**Referring expression pointing data:**
--
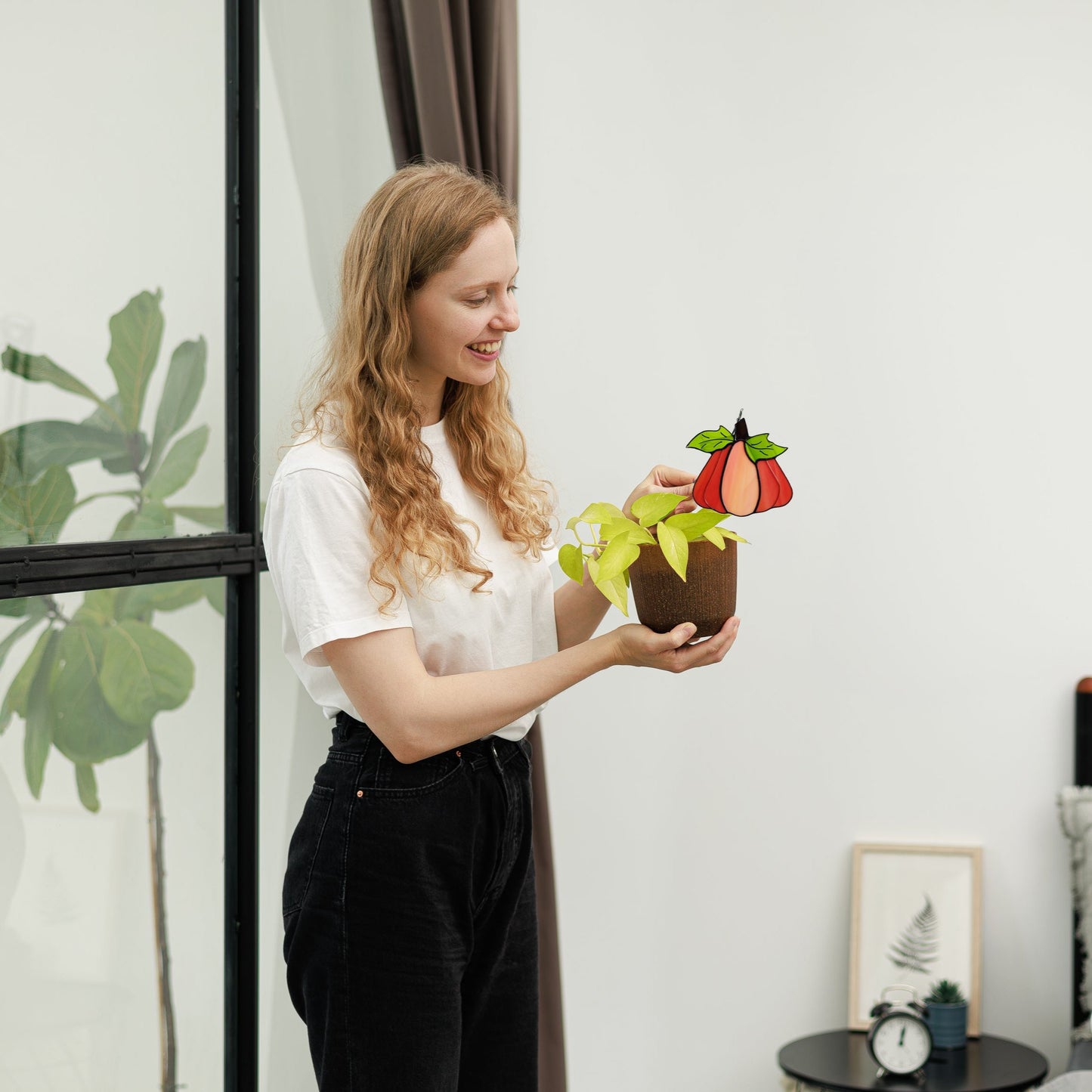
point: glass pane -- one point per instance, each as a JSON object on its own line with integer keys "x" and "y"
{"x": 113, "y": 716}
{"x": 112, "y": 289}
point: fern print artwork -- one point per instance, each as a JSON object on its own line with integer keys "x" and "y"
{"x": 920, "y": 944}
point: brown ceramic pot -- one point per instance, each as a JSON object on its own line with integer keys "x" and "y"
{"x": 707, "y": 596}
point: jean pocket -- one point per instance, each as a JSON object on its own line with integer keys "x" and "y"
{"x": 304, "y": 848}
{"x": 392, "y": 780}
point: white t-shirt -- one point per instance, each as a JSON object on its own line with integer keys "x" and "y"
{"x": 320, "y": 557}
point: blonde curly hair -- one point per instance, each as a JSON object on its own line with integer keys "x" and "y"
{"x": 416, "y": 224}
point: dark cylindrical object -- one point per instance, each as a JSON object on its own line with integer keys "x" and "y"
{"x": 707, "y": 596}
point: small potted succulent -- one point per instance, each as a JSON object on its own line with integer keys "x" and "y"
{"x": 659, "y": 549}
{"x": 946, "y": 1013}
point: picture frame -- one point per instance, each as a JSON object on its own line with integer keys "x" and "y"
{"x": 917, "y": 917}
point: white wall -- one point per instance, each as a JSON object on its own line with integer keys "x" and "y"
{"x": 868, "y": 224}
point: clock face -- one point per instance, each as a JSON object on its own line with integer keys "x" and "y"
{"x": 900, "y": 1043}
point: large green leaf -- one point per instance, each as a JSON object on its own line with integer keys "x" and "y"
{"x": 37, "y": 512}
{"x": 41, "y": 370}
{"x": 86, "y": 729}
{"x": 39, "y": 716}
{"x": 153, "y": 521}
{"x": 135, "y": 334}
{"x": 141, "y": 601}
{"x": 675, "y": 547}
{"x": 179, "y": 466}
{"x": 144, "y": 672}
{"x": 181, "y": 393}
{"x": 85, "y": 785}
{"x": 19, "y": 691}
{"x": 43, "y": 444}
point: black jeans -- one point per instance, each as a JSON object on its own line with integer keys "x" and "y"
{"x": 411, "y": 935}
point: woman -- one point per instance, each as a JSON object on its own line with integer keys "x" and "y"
{"x": 411, "y": 549}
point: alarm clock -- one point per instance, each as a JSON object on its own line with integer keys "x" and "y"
{"x": 899, "y": 1040}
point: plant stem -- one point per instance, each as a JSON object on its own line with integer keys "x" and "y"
{"x": 159, "y": 911}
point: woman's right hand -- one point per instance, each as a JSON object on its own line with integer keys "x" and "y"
{"x": 640, "y": 647}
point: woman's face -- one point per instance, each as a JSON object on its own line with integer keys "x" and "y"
{"x": 459, "y": 318}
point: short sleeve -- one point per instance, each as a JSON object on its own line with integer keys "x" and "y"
{"x": 320, "y": 557}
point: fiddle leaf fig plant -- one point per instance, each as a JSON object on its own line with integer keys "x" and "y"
{"x": 613, "y": 542}
{"x": 97, "y": 676}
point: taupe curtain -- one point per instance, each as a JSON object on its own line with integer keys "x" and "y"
{"x": 449, "y": 76}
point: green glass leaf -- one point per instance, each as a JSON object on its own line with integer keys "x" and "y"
{"x": 86, "y": 729}
{"x": 694, "y": 524}
{"x": 39, "y": 716}
{"x": 713, "y": 534}
{"x": 144, "y": 672}
{"x": 712, "y": 441}
{"x": 759, "y": 447}
{"x": 43, "y": 444}
{"x": 135, "y": 333}
{"x": 85, "y": 785}
{"x": 153, "y": 521}
{"x": 41, "y": 370}
{"x": 181, "y": 392}
{"x": 211, "y": 517}
{"x": 615, "y": 591}
{"x": 653, "y": 507}
{"x": 215, "y": 591}
{"x": 141, "y": 601}
{"x": 600, "y": 512}
{"x": 179, "y": 464}
{"x": 616, "y": 558}
{"x": 15, "y": 699}
{"x": 571, "y": 561}
{"x": 675, "y": 547}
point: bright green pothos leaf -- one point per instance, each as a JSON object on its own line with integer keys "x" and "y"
{"x": 41, "y": 370}
{"x": 600, "y": 513}
{"x": 675, "y": 547}
{"x": 626, "y": 530}
{"x": 184, "y": 379}
{"x": 37, "y": 712}
{"x": 616, "y": 558}
{"x": 694, "y": 524}
{"x": 179, "y": 464}
{"x": 144, "y": 672}
{"x": 712, "y": 441}
{"x": 653, "y": 507}
{"x": 760, "y": 447}
{"x": 135, "y": 334}
{"x": 86, "y": 787}
{"x": 571, "y": 561}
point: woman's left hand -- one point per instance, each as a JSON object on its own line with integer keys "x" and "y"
{"x": 665, "y": 480}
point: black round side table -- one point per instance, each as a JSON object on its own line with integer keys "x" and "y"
{"x": 840, "y": 1060}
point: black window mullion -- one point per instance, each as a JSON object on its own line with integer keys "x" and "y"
{"x": 242, "y": 509}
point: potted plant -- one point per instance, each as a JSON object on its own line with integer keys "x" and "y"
{"x": 946, "y": 1013}
{"x": 657, "y": 549}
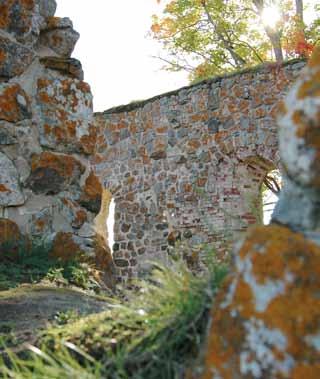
--
**INSTRUCTIONS TO FOLLOW:** Output all of the data exactly as it stands, minus any images.

**SOLVED EXERCISE:**
point: glass pane -- one point per instance, each as a JSON object on its own line with integer keys "x" and "y"
{"x": 113, "y": 716}
{"x": 112, "y": 289}
point: fern print artwork -- one point per instance, each as a JSON object on its own line with integer keys "x" and "y"
{"x": 920, "y": 944}
point: brown ceramic pot -- one point per instance, each as a JSON object on its own line with integer keys "x" and "y"
{"x": 707, "y": 596}
point: jean pocket -- one point per instance, each as a JSON object on its own line with integer keys "x" and "y"
{"x": 304, "y": 848}
{"x": 392, "y": 780}
point: white t-shirt -- one point per instance, each as a JSON object on its own line with integer keys "x" and "y"
{"x": 320, "y": 557}
point: blonde curly hair -- one point per instance, each as a JSON object on its own line with integer keys "x" and "y"
{"x": 416, "y": 224}
point: dark cylindrical object -- one point per instance, each as a JSON object on its own line with integer keys "x" and "y"
{"x": 707, "y": 596}
point: small potted succulent -- one point per instance, each as a JSON object on its own line with integer keys "x" and "y"
{"x": 659, "y": 549}
{"x": 946, "y": 1013}
point: picture frame -- one point per instance, each as a JSON object on its own line with integer keys "x" and "y"
{"x": 917, "y": 917}
point: white wall -- one point per instance, each as a JSON object on its own line with integer keys "x" and "y"
{"x": 868, "y": 224}
point: clock face -- one point per instance, each as a JSON object on its own line with integer keys "x" and "y"
{"x": 900, "y": 1043}
point: large green leaf -- one point per instance, each as a JSON object on its own line with integer keys "x" and "y"
{"x": 37, "y": 512}
{"x": 41, "y": 370}
{"x": 86, "y": 729}
{"x": 39, "y": 716}
{"x": 153, "y": 521}
{"x": 135, "y": 334}
{"x": 141, "y": 601}
{"x": 675, "y": 547}
{"x": 179, "y": 466}
{"x": 144, "y": 672}
{"x": 181, "y": 393}
{"x": 85, "y": 785}
{"x": 19, "y": 691}
{"x": 43, "y": 444}
point: black jeans -- one point per instance, each as a JSON object on its own line with integer keys "x" and "y"
{"x": 411, "y": 935}
point: woman -- one point per instance, each as a JSON object on its own line with integer keys "x" and "y"
{"x": 411, "y": 549}
point: alarm clock -- one point per instance, each as a JSON object on its own line with integer keys "x" and "y"
{"x": 899, "y": 1040}
point: plant stem -- one point per instance, each as a JSON object on its own line with integer keys "x" and "y"
{"x": 159, "y": 911}
point: woman's right hand -- one point per instance, each as a JSON object on its own line with integer keys "x" and "y"
{"x": 640, "y": 647}
point: woman's face -- one point per instance, each as a JSON object on its own line with integer keys "x" and "y"
{"x": 459, "y": 318}
point: short sleeve -- one point per instance, each as a JSON object on its own line with integer keys "x" and "y"
{"x": 320, "y": 557}
point: fiddle leaf fig plant -- one point per instance, each as a JSON object on its own line with integer keys "x" and "y"
{"x": 613, "y": 542}
{"x": 97, "y": 676}
point: taupe curtain -- one point per instance, each as a JSON object on its own line with integer keys "x" and "y"
{"x": 449, "y": 76}
point: green glass leaf -- one point per instance, each as a JSON object on its own line with integer keys "x" and "y"
{"x": 86, "y": 729}
{"x": 694, "y": 524}
{"x": 39, "y": 716}
{"x": 713, "y": 534}
{"x": 144, "y": 672}
{"x": 712, "y": 441}
{"x": 759, "y": 447}
{"x": 43, "y": 444}
{"x": 135, "y": 333}
{"x": 85, "y": 785}
{"x": 153, "y": 521}
{"x": 41, "y": 370}
{"x": 181, "y": 392}
{"x": 211, "y": 517}
{"x": 615, "y": 591}
{"x": 653, "y": 507}
{"x": 215, "y": 591}
{"x": 141, "y": 601}
{"x": 600, "y": 512}
{"x": 179, "y": 464}
{"x": 616, "y": 558}
{"x": 15, "y": 699}
{"x": 571, "y": 561}
{"x": 675, "y": 547}
point: bright green pothos leaf -- one point per instance, each as a JSON object on its own line with integer keys "x" and "y"
{"x": 41, "y": 370}
{"x": 600, "y": 513}
{"x": 675, "y": 547}
{"x": 626, "y": 530}
{"x": 184, "y": 379}
{"x": 37, "y": 712}
{"x": 616, "y": 558}
{"x": 694, "y": 524}
{"x": 179, "y": 464}
{"x": 144, "y": 672}
{"x": 712, "y": 441}
{"x": 653, "y": 507}
{"x": 760, "y": 447}
{"x": 135, "y": 334}
{"x": 86, "y": 787}
{"x": 571, "y": 561}
point: woman's left hand -- one point per instance, each as a JSON object on its own line with integer keys "x" and "y"
{"x": 665, "y": 480}
point: black round side table -- one point per instance, each as a JSON object on its own line with integer keys "x" and "y"
{"x": 840, "y": 1060}
point: black window mullion -- one point per instance, each as a JSON object on its own line with integer keys "x" and "y"
{"x": 242, "y": 509}
point: potted plant -- one point per instance, each as a JSON object on its own line with integer keys "x" and "y"
{"x": 946, "y": 1013}
{"x": 657, "y": 549}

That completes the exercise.